◆ **What the task asks**
Copy out exactly the lines from the one containing "Mark each instance of the hand" to the end of the records below, both included, and nothing else.

◆ **Extracted material**
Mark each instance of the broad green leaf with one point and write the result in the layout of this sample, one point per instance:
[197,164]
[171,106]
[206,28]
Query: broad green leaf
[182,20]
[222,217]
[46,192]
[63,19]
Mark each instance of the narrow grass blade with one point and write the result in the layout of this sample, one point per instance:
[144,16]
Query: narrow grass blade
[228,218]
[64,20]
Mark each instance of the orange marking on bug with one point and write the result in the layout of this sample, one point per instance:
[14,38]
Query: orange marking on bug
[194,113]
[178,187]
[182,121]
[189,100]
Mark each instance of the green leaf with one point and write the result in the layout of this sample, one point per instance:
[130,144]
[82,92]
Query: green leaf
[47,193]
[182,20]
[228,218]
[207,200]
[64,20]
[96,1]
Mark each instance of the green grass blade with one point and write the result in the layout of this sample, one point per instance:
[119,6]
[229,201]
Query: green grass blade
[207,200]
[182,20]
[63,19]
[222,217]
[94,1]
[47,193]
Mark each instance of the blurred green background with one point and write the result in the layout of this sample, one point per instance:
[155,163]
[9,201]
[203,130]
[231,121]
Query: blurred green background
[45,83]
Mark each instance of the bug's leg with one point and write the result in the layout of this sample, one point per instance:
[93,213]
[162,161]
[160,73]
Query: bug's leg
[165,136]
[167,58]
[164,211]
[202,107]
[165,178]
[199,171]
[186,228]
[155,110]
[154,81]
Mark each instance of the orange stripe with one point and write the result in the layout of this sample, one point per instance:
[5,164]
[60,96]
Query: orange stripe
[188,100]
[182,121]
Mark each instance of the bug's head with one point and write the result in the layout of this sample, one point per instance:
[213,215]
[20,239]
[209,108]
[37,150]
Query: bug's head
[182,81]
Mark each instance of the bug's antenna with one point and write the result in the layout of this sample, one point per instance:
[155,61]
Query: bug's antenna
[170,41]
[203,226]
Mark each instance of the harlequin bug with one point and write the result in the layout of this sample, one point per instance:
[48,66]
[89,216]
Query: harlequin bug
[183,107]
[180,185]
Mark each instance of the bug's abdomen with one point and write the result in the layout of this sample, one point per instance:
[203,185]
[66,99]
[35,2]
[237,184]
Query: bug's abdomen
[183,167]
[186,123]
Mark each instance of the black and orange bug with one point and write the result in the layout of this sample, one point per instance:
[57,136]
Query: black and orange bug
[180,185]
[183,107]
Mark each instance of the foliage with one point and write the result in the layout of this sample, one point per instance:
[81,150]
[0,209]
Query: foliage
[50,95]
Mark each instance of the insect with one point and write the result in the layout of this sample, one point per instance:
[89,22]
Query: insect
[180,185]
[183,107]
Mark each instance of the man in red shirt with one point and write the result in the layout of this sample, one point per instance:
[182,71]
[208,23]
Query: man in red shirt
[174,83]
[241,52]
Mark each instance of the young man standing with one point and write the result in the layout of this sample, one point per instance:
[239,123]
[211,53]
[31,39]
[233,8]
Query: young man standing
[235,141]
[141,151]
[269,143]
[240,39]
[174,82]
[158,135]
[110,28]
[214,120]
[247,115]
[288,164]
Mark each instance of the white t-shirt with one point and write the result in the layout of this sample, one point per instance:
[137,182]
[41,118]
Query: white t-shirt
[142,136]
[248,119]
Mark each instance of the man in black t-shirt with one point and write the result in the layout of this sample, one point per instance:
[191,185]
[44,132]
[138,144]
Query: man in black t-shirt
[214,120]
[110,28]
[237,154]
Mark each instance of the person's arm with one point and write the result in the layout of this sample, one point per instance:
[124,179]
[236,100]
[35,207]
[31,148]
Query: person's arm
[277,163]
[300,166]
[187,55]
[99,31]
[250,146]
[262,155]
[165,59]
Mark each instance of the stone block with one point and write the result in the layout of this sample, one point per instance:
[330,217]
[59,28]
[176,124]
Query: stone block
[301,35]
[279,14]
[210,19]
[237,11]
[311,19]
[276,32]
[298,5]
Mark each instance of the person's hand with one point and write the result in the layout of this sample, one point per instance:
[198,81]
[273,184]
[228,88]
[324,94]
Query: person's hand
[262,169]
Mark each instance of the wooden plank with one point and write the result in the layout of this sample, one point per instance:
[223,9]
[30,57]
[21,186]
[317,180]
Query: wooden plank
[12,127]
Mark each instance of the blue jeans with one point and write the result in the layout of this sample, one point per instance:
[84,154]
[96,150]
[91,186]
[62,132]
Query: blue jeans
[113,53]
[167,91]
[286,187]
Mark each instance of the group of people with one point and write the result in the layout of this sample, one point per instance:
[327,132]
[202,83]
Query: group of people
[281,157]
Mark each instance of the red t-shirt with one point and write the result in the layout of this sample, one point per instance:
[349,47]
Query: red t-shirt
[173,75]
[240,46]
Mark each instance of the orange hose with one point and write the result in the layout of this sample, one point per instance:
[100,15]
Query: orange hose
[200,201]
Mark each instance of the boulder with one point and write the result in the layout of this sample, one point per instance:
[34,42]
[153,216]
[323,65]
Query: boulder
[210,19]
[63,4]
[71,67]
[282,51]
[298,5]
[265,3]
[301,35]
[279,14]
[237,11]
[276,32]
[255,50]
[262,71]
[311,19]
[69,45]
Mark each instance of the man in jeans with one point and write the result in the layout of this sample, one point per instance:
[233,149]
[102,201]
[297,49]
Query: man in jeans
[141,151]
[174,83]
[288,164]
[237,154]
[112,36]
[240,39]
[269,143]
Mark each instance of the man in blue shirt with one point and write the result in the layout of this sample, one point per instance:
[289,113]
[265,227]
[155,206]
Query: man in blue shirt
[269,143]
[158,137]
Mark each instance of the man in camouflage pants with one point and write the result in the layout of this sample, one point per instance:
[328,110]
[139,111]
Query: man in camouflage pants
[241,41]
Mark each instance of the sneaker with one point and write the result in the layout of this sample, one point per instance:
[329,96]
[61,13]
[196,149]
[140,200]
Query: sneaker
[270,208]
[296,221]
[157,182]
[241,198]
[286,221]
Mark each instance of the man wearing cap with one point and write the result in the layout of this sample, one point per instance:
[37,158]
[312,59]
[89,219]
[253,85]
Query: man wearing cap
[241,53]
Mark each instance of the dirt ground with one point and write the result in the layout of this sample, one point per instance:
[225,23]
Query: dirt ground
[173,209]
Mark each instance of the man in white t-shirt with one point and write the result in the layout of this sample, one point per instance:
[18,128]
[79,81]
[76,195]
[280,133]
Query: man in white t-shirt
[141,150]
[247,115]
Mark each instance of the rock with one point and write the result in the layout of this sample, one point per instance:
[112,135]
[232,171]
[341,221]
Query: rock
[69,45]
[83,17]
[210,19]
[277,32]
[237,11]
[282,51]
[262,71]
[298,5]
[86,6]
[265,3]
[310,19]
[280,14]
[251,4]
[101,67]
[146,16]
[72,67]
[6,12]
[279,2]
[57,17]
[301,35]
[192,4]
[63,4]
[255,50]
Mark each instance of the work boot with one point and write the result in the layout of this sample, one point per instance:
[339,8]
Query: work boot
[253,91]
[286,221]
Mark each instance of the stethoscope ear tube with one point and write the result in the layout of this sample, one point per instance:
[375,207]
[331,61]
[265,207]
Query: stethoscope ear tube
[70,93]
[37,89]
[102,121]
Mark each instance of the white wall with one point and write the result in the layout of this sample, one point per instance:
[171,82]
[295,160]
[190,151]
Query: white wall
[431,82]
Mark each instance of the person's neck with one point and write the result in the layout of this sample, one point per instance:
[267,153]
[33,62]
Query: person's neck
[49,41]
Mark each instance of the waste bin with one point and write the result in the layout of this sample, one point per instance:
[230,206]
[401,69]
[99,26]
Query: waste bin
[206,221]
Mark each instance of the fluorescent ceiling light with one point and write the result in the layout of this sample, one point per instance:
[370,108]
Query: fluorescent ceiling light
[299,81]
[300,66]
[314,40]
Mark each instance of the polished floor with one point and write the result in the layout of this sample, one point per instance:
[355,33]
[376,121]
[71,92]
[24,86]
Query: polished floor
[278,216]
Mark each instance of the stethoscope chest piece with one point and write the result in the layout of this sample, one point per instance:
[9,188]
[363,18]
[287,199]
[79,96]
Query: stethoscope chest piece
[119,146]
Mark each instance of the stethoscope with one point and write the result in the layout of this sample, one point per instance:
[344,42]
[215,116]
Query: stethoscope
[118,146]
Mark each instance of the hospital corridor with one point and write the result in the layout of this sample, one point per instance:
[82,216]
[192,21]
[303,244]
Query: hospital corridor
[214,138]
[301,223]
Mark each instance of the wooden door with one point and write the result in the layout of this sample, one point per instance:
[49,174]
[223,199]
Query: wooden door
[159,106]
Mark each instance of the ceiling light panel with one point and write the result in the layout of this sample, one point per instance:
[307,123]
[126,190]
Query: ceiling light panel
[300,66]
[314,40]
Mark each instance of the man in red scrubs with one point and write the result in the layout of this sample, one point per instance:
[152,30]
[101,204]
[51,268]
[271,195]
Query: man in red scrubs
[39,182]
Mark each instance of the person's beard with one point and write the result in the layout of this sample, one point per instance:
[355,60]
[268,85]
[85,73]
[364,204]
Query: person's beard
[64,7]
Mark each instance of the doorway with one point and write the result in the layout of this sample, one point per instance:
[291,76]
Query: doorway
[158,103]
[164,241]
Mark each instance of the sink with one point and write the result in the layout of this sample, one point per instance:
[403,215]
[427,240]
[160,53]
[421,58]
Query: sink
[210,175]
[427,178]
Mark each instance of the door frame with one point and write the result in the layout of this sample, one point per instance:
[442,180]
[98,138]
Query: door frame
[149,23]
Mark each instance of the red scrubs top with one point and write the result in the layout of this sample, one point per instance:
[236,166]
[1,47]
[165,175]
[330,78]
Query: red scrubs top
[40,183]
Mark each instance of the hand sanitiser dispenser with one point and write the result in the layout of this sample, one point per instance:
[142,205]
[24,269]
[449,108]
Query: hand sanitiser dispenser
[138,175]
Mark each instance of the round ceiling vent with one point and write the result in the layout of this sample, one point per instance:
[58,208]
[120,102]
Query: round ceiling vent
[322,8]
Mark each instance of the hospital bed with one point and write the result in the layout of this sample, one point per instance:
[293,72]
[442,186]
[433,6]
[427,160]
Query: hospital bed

◆ **Exercise response**
Mark each instance of the hand sanitiser dispenser with one point and write the result in the layout of this sample, one point per instance:
[142,205]
[24,269]
[449,108]
Query: hand sanitiser dispenser
[138,175]
Mark each instance of the round ceiling vent with one point and write the result in the layout of this sample, one point per instance:
[58,208]
[120,102]
Query: round ceiling vent
[322,8]
Mark each instance of the hospital bed with one point and write the result in the layout of this sample, one point per instance:
[293,72]
[442,186]
[433,6]
[427,160]
Query: hospital bed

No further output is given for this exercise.